## [Source extract]
*** Block opens ***
Accepted for/Published in: Interactive Journal of Medical Research
Date Submitted: Nov 19, 2021
Date Accepted: Apr 14, 2022
Date Submitted to PubMed: May 9, 2022
Warning: This is an author submission that is not peer-reviewed or edited. Preprints - unless they show as "accepted" - should not be relied on to guide clinical practice or health-related behavior and should not be reported in news media as established information.
Ethical, legal and social issues in the use of mobile technologies and archived cellphone data in the East African region: A Scoping Review
ABSTRACT
Background:
Mobile phone adoption and the implementation of mobile health (mHealth) interventions to overcome health system challenges is on the rise in Africa and elsewhere in the world. Data derived from mobile phones hold great promise for transforming healthcare delivery and public health research. To date, little is known about the ethical, legal and social concerns related to the use of these data in Africa.
Objective:
We conducted a scoping review to explore the existing literature in order to understand the current ethical issues that arise when using mobile technology interventions and call detail records for public health research in the context of East Africa.
Methods:
We searched PubMed database for published studies describing ethical challenges while using mobile technologies and data in public health research between 2000 and 2020. A predefined search strategy was used as inclusion criteria with search terms such as “East Africa”, “mHealth”, “mobile phone data”, “public health”, “ethics”, or “privacy”. We followed five stages of a published framework for scoping reviews by Arksey and O’Malley. These stages include: (1) identifying the research question; (2) identifying relevant studies; (3) study selection; (4) charting the data; and (5) collating, summarizing, and reporting the results. Studies were screened using pre-specified eligibility criteria through a two-stage process by two independent reviewers. Data extracted included title, publication year, target population, geographic region, setting, and relevance to mHealth and ethics.
*** Block closes ***
## [Supplied information]
*** Block opens ***
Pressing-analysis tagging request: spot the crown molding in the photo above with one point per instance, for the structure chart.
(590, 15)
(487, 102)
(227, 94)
*** Block closes ***
## [Exercise set]
[1] Answer these from the scoping review abstract on mobile technologies in East Africa:
(a) Which database did the authors search, and over which years?
(b) Whose published framework for scoping reviews did they follow?
(c) On what date was the submission accepted?
[2] Write the next part of the scoping review abstract on mobile technologies in East Africa, picking up after its final sentence.

## [Answers to this exercise]
[1]
(a) PubMed, for studies from 2000 to 2020.
(b) Arksey and O'Malley's.
(c) Apr 14, 2022.

[2]
Results:
Of the 94 studies identified from PubMed, 33 met the review inclusion criteria for the final scoping review. The included studies were conducted in three out of five countries in the East African Community. Five themes emerged as major concerns for using mHealth interventions and mobile phone data: privacy and confidentiality, data security and protection concerns, sociocultural issues, regulatory and legal and, adequate informed consent process.
Conclusions:
This scoping review identified major crosscutting concerns related to use of mobile technologies and mobile phone data common to the East African region. A comprehensive framework that accounts for ethical, sociocultural, legal and regulatory concerns and, adequate consent process is needed to guide the safe use of mobile technology data for public health research purposes.